__What the exercise asks__
Write out, precisely and in full, each line of the material.

__Listed entries__
■ ■ ■ ■ ■

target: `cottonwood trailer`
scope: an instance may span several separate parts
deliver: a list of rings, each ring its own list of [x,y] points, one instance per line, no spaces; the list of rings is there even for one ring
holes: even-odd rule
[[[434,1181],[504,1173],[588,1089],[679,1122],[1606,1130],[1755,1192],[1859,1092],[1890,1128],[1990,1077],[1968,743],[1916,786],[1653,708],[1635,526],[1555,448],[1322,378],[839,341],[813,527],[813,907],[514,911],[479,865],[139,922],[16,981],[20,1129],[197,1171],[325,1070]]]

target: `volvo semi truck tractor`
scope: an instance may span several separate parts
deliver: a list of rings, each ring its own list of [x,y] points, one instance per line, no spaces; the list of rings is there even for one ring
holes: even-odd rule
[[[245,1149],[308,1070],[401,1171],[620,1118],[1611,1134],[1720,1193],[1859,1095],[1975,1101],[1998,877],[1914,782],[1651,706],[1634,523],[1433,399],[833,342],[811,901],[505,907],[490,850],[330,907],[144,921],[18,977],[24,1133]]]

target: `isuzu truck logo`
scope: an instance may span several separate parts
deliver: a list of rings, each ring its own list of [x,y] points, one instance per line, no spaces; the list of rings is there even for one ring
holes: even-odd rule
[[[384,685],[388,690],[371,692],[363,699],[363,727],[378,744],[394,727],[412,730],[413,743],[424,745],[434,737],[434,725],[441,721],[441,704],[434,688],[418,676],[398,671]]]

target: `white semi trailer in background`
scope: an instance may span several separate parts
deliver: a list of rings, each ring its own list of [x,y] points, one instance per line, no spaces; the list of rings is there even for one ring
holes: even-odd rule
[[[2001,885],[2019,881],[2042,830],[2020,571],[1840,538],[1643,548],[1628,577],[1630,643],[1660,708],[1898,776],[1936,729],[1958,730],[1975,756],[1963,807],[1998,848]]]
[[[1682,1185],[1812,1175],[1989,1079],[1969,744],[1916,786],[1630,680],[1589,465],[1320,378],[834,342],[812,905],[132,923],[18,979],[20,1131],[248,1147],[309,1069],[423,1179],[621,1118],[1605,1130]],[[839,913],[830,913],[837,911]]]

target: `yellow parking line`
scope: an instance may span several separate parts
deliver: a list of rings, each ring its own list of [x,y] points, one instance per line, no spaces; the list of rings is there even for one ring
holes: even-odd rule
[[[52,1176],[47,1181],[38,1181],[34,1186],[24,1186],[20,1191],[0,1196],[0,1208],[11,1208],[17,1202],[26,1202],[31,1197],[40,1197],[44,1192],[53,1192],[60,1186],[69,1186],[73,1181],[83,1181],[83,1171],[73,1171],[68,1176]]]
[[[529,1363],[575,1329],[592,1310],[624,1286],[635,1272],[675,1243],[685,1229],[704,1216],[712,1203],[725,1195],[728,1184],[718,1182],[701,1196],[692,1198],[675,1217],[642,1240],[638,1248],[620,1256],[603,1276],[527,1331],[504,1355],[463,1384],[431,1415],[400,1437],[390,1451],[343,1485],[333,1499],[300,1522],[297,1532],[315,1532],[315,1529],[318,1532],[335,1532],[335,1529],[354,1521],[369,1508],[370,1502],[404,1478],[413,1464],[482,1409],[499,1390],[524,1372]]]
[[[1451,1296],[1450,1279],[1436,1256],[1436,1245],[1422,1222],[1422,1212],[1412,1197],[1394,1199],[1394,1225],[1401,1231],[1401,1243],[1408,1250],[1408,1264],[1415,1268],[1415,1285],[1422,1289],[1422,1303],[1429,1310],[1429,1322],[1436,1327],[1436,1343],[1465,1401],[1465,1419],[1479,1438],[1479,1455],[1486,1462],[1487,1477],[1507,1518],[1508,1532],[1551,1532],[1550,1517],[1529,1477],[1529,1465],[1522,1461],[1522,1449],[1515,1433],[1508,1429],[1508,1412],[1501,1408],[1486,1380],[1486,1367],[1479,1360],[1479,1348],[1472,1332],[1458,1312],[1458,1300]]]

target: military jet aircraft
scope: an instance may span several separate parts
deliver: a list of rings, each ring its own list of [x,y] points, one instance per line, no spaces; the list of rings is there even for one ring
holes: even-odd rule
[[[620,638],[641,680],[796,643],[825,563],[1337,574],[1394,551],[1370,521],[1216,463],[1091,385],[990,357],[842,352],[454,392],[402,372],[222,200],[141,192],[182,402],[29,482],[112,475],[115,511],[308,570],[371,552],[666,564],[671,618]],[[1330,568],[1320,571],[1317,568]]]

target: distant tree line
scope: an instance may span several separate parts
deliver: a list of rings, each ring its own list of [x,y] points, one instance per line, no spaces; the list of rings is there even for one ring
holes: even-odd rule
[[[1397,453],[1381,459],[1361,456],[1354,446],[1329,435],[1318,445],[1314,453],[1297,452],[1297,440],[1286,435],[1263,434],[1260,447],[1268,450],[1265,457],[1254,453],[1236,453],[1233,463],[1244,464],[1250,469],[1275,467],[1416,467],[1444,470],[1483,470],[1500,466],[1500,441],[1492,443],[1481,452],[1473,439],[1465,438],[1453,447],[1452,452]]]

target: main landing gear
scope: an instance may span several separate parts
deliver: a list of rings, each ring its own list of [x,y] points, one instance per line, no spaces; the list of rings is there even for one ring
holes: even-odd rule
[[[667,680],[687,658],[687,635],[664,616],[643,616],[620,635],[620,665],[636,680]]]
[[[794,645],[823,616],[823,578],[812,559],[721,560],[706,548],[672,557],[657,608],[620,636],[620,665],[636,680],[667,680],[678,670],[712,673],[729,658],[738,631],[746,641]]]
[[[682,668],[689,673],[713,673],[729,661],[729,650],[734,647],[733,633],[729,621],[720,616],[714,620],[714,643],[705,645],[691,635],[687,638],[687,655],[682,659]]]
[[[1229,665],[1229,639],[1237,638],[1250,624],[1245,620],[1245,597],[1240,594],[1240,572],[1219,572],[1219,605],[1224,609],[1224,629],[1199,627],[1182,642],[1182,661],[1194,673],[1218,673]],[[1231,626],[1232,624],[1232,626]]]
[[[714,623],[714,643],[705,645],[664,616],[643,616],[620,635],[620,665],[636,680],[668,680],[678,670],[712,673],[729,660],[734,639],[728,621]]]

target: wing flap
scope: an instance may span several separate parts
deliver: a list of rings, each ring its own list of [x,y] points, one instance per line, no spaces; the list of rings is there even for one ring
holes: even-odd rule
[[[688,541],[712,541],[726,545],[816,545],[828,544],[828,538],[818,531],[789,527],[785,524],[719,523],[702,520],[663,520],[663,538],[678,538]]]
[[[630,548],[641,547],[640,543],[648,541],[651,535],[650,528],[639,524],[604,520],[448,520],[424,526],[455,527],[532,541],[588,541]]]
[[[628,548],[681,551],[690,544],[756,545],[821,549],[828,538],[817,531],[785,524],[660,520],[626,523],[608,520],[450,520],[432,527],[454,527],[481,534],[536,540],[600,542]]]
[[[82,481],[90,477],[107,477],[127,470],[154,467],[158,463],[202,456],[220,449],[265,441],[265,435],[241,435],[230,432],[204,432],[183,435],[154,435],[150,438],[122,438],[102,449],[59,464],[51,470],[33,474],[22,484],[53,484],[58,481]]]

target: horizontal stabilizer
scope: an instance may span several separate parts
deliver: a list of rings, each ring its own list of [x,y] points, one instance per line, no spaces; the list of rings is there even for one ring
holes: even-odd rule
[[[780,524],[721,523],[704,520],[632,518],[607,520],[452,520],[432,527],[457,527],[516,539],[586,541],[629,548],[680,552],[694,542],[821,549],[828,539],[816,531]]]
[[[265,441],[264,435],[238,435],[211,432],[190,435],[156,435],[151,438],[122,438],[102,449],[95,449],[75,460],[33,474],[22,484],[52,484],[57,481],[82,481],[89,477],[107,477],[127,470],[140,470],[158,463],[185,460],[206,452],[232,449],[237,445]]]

■ ■ ■ ■ ■

__Solution to this task__
target: `cottonwood trailer`
scope: an instance may span several separate parts
deliver: a list of rings, each ring its own list of [x,y] points, one instance per line, no spaces; the list of rings is there even for one ring
holes: even-odd rule
[[[434,1181],[504,1173],[588,1089],[679,1122],[1606,1130],[1755,1192],[1859,1092],[1890,1128],[1990,1077],[1968,743],[1916,786],[1653,708],[1635,526],[1555,448],[1322,378],[839,341],[813,527],[813,907],[514,911],[479,865],[139,922],[16,981],[20,1129],[197,1171],[325,1070]]]

target: `volvo semi truck tractor`
scope: an instance may span several separate parts
deliver: a list of rings, each ring its own list of [x,y] points, one instance per line, no spaces; the list of rings is there even for one ring
holes: even-odd rule
[[[245,1149],[308,1070],[401,1171],[620,1118],[1611,1134],[1720,1193],[1859,1095],[1975,1101],[1998,877],[1914,782],[1651,706],[1634,523],[1433,399],[833,342],[811,901],[505,907],[490,850],[330,907],[144,921],[18,977],[24,1133]]]

target: `isuzu truck logo`
scope: an instance may span several separate parts
deliver: a list of rings, each ring its own list of [x,y] points, one instance per line, no spaces; the list of rings is there even for one ring
holes: even-odd rule
[[[384,685],[388,690],[371,692],[363,699],[363,727],[378,744],[394,727],[412,730],[413,743],[424,745],[434,737],[434,725],[441,721],[441,704],[434,688],[418,676],[398,671]]]

target: `white semi trailer in background`
scope: an instance may span several separate parts
deliver: a list of rings, each ring its own list of [x,y] points, one instance per line, no spaces; the list of rings is there even for one ring
holes: even-odd rule
[[[2001,885],[2019,881],[2042,830],[2020,571],[1840,538],[1643,548],[1628,577],[1630,643],[1660,708],[1898,776],[1936,729],[1958,730],[1975,756],[1963,807],[1998,848]]]
[[[1682,1185],[1812,1175],[1989,1079],[1969,744],[1916,786],[1630,680],[1589,465],[1320,378],[834,342],[812,905],[132,923],[18,979],[20,1131],[248,1147],[309,1069],[423,1179],[621,1118],[1605,1130]],[[839,913],[830,913],[837,911]]]

target: `yellow parking line`
scope: an instance may span several separate parts
deliver: a list of rings, each ring its own list of [x,y] points, one instance per line, no spaces; the list of rings is there even for one ring
holes: even-odd rule
[[[52,1176],[47,1181],[38,1181],[34,1186],[24,1186],[20,1191],[0,1196],[0,1208],[11,1208],[17,1202],[26,1202],[31,1197],[40,1197],[44,1192],[53,1192],[60,1186],[69,1186],[73,1181],[83,1181],[83,1171],[73,1171],[68,1176]]]
[[[529,1363],[575,1329],[592,1310],[624,1286],[635,1272],[675,1243],[685,1229],[704,1216],[712,1203],[725,1195],[728,1184],[718,1182],[701,1196],[692,1198],[675,1217],[642,1240],[638,1248],[620,1256],[603,1276],[527,1331],[504,1355],[463,1384],[431,1415],[400,1437],[390,1451],[343,1485],[333,1499],[300,1522],[297,1532],[315,1532],[315,1529],[318,1532],[335,1532],[335,1529],[354,1521],[369,1508],[370,1502],[404,1478],[413,1464],[482,1409],[499,1390],[524,1372]]]
[[[1451,1296],[1450,1279],[1436,1256],[1436,1245],[1422,1222],[1422,1212],[1412,1197],[1394,1199],[1394,1225],[1401,1231],[1401,1243],[1408,1250],[1408,1264],[1415,1268],[1415,1285],[1422,1289],[1422,1303],[1429,1310],[1429,1322],[1436,1327],[1436,1343],[1465,1401],[1465,1419],[1479,1438],[1479,1455],[1486,1462],[1487,1477],[1507,1518],[1508,1532],[1551,1532],[1550,1517],[1529,1477],[1529,1465],[1522,1461],[1522,1449],[1515,1433],[1508,1429],[1508,1412],[1501,1408],[1486,1380],[1486,1367],[1479,1360],[1479,1348],[1472,1332],[1458,1312],[1458,1300]]]

target: military jet aircraft
scope: an instance may span several separate parts
deliver: a list of rings, each ring its own list of [x,y] points, one instance per line, no spaces; the list of rings is there even for one ring
holes: even-odd rule
[[[620,638],[641,680],[796,643],[825,563],[1337,574],[1394,551],[1370,521],[1216,463],[1091,385],[990,357],[842,352],[454,392],[402,372],[222,200],[141,192],[182,402],[29,482],[112,475],[115,511],[308,570],[371,552],[666,564],[671,618]],[[1330,568],[1320,571],[1317,568]]]

target: distant tree line
scope: an instance may span several separate parts
deliver: a list of rings, each ring its own list of [x,y] points, one instance per line, no spaces; the list of rings is there even for one ring
holes: even-odd rule
[[[1397,453],[1381,459],[1361,456],[1354,446],[1329,435],[1318,445],[1314,453],[1297,452],[1297,440],[1286,435],[1263,434],[1260,447],[1268,450],[1265,457],[1254,453],[1236,453],[1233,463],[1244,464],[1250,469],[1275,467],[1416,467],[1444,470],[1483,470],[1500,466],[1500,441],[1492,443],[1481,452],[1473,439],[1465,438],[1453,447],[1452,452]]]

target: main landing gear
scope: an instance may span several separate parts
deliver: a list of rings, each ring its own list of [x,y] points, one instance per line, no spaces; the list of rings is there even for one ring
holes: even-odd rule
[[[667,680],[687,658],[687,635],[664,616],[643,616],[620,635],[620,665],[636,680]]]
[[[794,645],[823,616],[823,578],[812,559],[721,560],[706,548],[672,557],[657,608],[620,636],[620,665],[636,680],[667,680],[678,670],[712,673],[729,658],[738,631],[746,641]]]
[[[682,668],[689,673],[713,673],[729,661],[729,650],[734,647],[733,633],[729,621],[720,616],[714,620],[714,643],[705,645],[691,635],[687,638],[687,655],[682,659]]]
[[[1229,665],[1229,639],[1237,638],[1250,624],[1245,620],[1245,597],[1240,594],[1240,572],[1219,572],[1219,605],[1224,609],[1224,629],[1199,627],[1182,642],[1182,661],[1194,673],[1218,673]],[[1231,626],[1232,624],[1232,626]]]
[[[714,623],[714,643],[705,645],[664,616],[643,616],[620,635],[620,665],[636,680],[668,680],[678,670],[712,673],[729,660],[734,639],[728,621]]]

target: wing flap
scope: an instance may span several separate parts
deliver: a list of rings, each ring its own list of [x,y] points, one instance per line, no spaces; the list of rings is there even for one ring
holes: even-odd rule
[[[688,541],[712,541],[726,545],[816,545],[828,544],[828,538],[818,531],[789,527],[785,524],[719,523],[702,520],[663,520],[663,538],[678,538]]]
[[[630,548],[641,547],[640,543],[648,541],[651,535],[650,528],[639,524],[604,520],[448,520],[424,526],[455,527],[532,541],[588,541]]]
[[[628,548],[681,551],[690,544],[756,545],[821,549],[828,538],[817,531],[785,524],[660,520],[626,523],[608,520],[450,520],[432,527],[454,527],[481,534],[536,540],[600,542]]]
[[[82,481],[90,477],[107,477],[127,470],[154,467],[158,463],[202,456],[220,449],[265,441],[265,435],[241,435],[230,432],[204,432],[183,435],[154,435],[150,438],[122,438],[102,449],[59,464],[51,470],[33,474],[22,484],[53,484],[58,481]]]

target: horizontal stabilizer
scope: an instance may span several separate parts
deliver: a list of rings, each ring its own list of [x,y] points, one instance per line, no spaces; the list of rings is there even for one ring
holes: even-odd rule
[[[780,524],[721,523],[704,520],[632,518],[607,520],[452,520],[432,527],[457,527],[516,539],[586,541],[629,548],[680,552],[694,542],[821,549],[828,539],[816,531]]]
[[[265,441],[264,435],[238,435],[211,432],[190,435],[156,435],[151,438],[122,438],[102,449],[95,449],[75,460],[33,474],[22,484],[52,484],[57,481],[82,481],[89,477],[107,477],[127,470],[140,470],[158,463],[185,460],[206,452],[232,449],[237,445]]]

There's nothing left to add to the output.